===== Input for this task

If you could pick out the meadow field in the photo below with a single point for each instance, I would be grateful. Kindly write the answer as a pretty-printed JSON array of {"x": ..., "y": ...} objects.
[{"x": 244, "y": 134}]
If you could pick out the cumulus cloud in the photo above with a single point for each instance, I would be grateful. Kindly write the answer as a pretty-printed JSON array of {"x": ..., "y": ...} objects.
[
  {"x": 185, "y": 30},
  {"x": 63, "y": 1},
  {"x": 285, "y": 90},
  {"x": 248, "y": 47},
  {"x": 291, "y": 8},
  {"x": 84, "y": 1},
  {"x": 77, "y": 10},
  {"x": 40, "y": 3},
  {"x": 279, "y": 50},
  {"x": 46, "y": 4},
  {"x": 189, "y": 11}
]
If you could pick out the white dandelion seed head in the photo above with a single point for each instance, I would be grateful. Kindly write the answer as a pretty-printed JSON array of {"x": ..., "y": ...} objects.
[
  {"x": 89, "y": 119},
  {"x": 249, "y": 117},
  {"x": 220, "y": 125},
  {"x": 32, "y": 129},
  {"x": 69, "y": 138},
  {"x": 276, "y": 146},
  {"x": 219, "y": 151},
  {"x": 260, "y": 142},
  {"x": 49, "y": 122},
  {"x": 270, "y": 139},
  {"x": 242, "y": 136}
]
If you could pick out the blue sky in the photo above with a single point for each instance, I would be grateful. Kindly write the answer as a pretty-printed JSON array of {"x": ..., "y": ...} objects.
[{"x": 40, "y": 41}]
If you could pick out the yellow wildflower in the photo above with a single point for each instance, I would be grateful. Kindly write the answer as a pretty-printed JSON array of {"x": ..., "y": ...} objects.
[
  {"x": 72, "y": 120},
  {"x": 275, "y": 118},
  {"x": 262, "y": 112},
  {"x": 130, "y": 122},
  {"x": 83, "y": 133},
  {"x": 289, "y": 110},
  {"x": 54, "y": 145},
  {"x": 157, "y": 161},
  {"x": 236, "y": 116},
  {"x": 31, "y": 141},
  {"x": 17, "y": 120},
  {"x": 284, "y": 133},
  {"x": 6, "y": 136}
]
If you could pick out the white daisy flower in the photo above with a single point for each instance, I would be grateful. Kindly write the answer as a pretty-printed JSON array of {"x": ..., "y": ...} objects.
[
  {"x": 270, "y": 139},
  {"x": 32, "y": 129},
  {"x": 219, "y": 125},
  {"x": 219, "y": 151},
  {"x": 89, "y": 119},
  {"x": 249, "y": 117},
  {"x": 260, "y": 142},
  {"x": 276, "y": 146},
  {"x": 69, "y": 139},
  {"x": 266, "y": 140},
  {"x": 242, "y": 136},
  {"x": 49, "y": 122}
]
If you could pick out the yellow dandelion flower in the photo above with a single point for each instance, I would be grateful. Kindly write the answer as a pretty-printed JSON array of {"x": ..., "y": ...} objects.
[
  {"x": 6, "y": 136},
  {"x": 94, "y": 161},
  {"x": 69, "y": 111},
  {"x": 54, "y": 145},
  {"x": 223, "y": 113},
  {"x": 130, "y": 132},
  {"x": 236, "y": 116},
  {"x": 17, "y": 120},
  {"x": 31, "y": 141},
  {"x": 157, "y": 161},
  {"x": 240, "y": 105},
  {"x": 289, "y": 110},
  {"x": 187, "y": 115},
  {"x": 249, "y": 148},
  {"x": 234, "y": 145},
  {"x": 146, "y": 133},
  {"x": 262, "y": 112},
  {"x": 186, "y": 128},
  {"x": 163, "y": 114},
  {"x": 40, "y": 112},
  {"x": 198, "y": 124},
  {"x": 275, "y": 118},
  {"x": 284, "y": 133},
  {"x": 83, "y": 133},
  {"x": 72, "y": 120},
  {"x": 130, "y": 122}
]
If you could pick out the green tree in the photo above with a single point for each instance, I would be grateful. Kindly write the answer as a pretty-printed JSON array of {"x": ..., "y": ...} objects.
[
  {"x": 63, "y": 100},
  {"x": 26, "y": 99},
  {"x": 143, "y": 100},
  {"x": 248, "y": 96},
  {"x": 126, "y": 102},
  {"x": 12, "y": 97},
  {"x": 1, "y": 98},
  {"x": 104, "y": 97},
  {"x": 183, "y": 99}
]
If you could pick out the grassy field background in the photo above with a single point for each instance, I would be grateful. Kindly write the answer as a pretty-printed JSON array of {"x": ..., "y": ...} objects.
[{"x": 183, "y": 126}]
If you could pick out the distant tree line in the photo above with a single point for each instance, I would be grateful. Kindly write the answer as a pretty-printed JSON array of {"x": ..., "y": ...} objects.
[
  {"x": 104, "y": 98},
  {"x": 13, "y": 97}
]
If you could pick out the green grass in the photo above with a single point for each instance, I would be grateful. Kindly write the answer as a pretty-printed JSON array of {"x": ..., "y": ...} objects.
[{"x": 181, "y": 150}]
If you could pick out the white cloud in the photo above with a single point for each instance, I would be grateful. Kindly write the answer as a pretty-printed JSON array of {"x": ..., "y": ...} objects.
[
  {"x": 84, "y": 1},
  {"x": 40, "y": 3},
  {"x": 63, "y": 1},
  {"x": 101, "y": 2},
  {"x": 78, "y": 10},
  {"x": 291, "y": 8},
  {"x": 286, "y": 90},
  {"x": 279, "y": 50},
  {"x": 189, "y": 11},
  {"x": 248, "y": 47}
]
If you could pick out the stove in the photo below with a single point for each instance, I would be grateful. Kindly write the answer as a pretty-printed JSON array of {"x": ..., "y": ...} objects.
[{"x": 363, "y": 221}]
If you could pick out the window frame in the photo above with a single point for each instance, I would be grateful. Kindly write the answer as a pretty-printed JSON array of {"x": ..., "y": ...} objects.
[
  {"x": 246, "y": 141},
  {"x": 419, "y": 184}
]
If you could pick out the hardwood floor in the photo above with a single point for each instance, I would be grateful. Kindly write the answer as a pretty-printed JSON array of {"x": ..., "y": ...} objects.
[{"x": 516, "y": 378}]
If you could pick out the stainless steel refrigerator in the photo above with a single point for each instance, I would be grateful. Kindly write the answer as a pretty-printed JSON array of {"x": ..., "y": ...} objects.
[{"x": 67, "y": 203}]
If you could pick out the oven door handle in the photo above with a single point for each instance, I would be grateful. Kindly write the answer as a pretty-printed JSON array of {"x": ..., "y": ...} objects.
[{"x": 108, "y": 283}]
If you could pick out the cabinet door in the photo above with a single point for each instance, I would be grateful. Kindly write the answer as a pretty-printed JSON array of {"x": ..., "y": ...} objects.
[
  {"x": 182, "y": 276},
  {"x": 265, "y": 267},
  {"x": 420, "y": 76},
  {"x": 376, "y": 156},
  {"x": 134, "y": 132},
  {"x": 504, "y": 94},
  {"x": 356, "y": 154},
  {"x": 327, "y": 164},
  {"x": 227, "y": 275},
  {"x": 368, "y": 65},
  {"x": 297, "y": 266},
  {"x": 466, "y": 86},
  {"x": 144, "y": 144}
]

==========

→ **Exercise requirements**
Write out the full listing, keeping every line exactly as it is.

→ **Answer below**
If you could pick out the meadow field in the photo below with a single point for each instance, I would be grateful. Kindly write the answer as a pretty-printed JSON array of {"x": ..., "y": ...} objects.
[{"x": 244, "y": 134}]
If you could pick out the cumulus cloud in the photo above with a single point for each instance, I would be grateful. Kindly write the answer as a pretty-printed JSON array of {"x": ..., "y": ...} objects.
[
  {"x": 185, "y": 30},
  {"x": 63, "y": 1},
  {"x": 285, "y": 90},
  {"x": 248, "y": 47},
  {"x": 291, "y": 8},
  {"x": 84, "y": 1},
  {"x": 77, "y": 10},
  {"x": 40, "y": 3},
  {"x": 279, "y": 50},
  {"x": 46, "y": 4},
  {"x": 189, "y": 11}
]
If you could pick out the white dandelion seed head in the photo above with a single point for each instance, I would be grateful. Kindly write the answer as a pretty-printed JSON array of {"x": ..., "y": ...} objects.
[
  {"x": 89, "y": 119},
  {"x": 249, "y": 117},
  {"x": 220, "y": 125},
  {"x": 32, "y": 129},
  {"x": 69, "y": 138},
  {"x": 276, "y": 146},
  {"x": 219, "y": 151},
  {"x": 260, "y": 142},
  {"x": 49, "y": 122},
  {"x": 270, "y": 139},
  {"x": 242, "y": 136}
]
If you could pick out the blue sky in the photo above with a single point for each instance, I would be grateful. Kindly write the answer as a pretty-printed JSON array of {"x": ..., "y": ...} objects.
[{"x": 40, "y": 41}]
If you could pick out the yellow wildflower in the photo above with a single point for each instance, I would be grateful. Kindly write the answer as a pretty-printed JSON array of {"x": ..., "y": ...} objects.
[
  {"x": 72, "y": 120},
  {"x": 275, "y": 118},
  {"x": 262, "y": 112},
  {"x": 130, "y": 122},
  {"x": 83, "y": 133},
  {"x": 289, "y": 110},
  {"x": 54, "y": 145},
  {"x": 157, "y": 161},
  {"x": 236, "y": 116},
  {"x": 31, "y": 141},
  {"x": 17, "y": 120},
  {"x": 284, "y": 133},
  {"x": 6, "y": 136}
]
If you could pick out the white daisy flower in the photo above with a single point for each instance, I would be grateful. Kindly write the answer as a pretty-printed JSON array of {"x": ..., "y": ...} objects.
[
  {"x": 270, "y": 139},
  {"x": 32, "y": 129},
  {"x": 219, "y": 125},
  {"x": 219, "y": 151},
  {"x": 89, "y": 119},
  {"x": 249, "y": 117},
  {"x": 260, "y": 142},
  {"x": 276, "y": 146},
  {"x": 69, "y": 139},
  {"x": 266, "y": 140},
  {"x": 242, "y": 136},
  {"x": 49, "y": 122}
]
If you could pick out the yellow dandelion flower in the photo above with a single point for each instance, I would be grateful. Kindly write the answer as a pretty-printed JSON array of {"x": ..., "y": ...} objects.
[
  {"x": 6, "y": 136},
  {"x": 94, "y": 161},
  {"x": 69, "y": 111},
  {"x": 54, "y": 145},
  {"x": 223, "y": 113},
  {"x": 130, "y": 132},
  {"x": 236, "y": 116},
  {"x": 17, "y": 120},
  {"x": 31, "y": 141},
  {"x": 157, "y": 161},
  {"x": 240, "y": 105},
  {"x": 289, "y": 110},
  {"x": 187, "y": 115},
  {"x": 249, "y": 148},
  {"x": 234, "y": 145},
  {"x": 146, "y": 133},
  {"x": 262, "y": 112},
  {"x": 186, "y": 128},
  {"x": 163, "y": 114},
  {"x": 40, "y": 112},
  {"x": 198, "y": 124},
  {"x": 275, "y": 118},
  {"x": 284, "y": 133},
  {"x": 83, "y": 133},
  {"x": 72, "y": 120},
  {"x": 130, "y": 122}
]
If you could pick out the green tree in the photo above with a single point for each instance, I would be grateful. Kindly write the answer as a pretty-printed JSON array of {"x": ..., "y": ...} objects.
[
  {"x": 63, "y": 100},
  {"x": 26, "y": 99},
  {"x": 143, "y": 100},
  {"x": 248, "y": 96},
  {"x": 126, "y": 102},
  {"x": 12, "y": 97},
  {"x": 1, "y": 98},
  {"x": 104, "y": 97},
  {"x": 183, "y": 99}
]
If you could pick out the grassy field background in the photo above with a single point for each instance, I would be grateful. Kindly write the answer as a pretty-printed JSON array of {"x": ..., "y": ...} objects.
[{"x": 183, "y": 126}]
If you could pick out the distant tree line in the photo above with a single point for each instance, I would be grateful. Kindly write the answer as a pretty-printed JSON array of {"x": ..., "y": ...} objects.
[
  {"x": 104, "y": 98},
  {"x": 13, "y": 97}
]
If you could pick out the green grass in the photo above with a single point for each instance, I would be grateful. Kindly write the answer as a pretty-printed JSON array of {"x": ..., "y": ...} objects.
[{"x": 181, "y": 150}]
If you could pick out the white cloud in the photo above with a single point for each instance, I would be grateful. Kindly write the answer as a pretty-printed JSON array of {"x": ..., "y": ...} objects.
[
  {"x": 84, "y": 1},
  {"x": 40, "y": 3},
  {"x": 63, "y": 1},
  {"x": 101, "y": 2},
  {"x": 78, "y": 10},
  {"x": 291, "y": 8},
  {"x": 286, "y": 90},
  {"x": 279, "y": 50},
  {"x": 189, "y": 11},
  {"x": 248, "y": 47}
]
If you could pick out the stove in the photo below with a single point for each instance, I would be grateful. Kindly write the answer as a pretty-printed JSON array of {"x": ..., "y": ...} objects.
[{"x": 363, "y": 221}]
If you could pick out the window frame in the photo above with a single point for each instance, I would be grateful. Kindly write the answer as a pretty-printed JSON array of {"x": ..., "y": ...} objects.
[
  {"x": 246, "y": 141},
  {"x": 419, "y": 184}
]
If you could pick out the hardwood floor in the photo above with a single point for each instance, I would be grateful. Kindly write the answer as a pretty-printed JSON array of {"x": ..., "y": ...} objects.
[{"x": 516, "y": 378}]
If you could pick out the stainless steel refrigerator in the photo above with a single point for each instance, I would be grateful. Kindly write the answer as a pretty-printed JSON array of {"x": ..., "y": ...} objects.
[{"x": 67, "y": 203}]
If you could pick out the oven door handle in the photo above with a single point for each instance, I would be grateful. Kindly write the answer as a pretty-printed JSON array of {"x": ..., "y": ...} objects.
[{"x": 108, "y": 283}]
If you could pick out the cabinet door in the photo above with a single point for each instance, I would be grateful. Kindly write the answer as a pretty-printed JSON array of {"x": ..., "y": ...} objects.
[
  {"x": 182, "y": 276},
  {"x": 265, "y": 267},
  {"x": 420, "y": 76},
  {"x": 376, "y": 156},
  {"x": 134, "y": 132},
  {"x": 504, "y": 94},
  {"x": 356, "y": 154},
  {"x": 327, "y": 164},
  {"x": 227, "y": 275},
  {"x": 368, "y": 65},
  {"x": 297, "y": 266},
  {"x": 466, "y": 86},
  {"x": 144, "y": 144}
]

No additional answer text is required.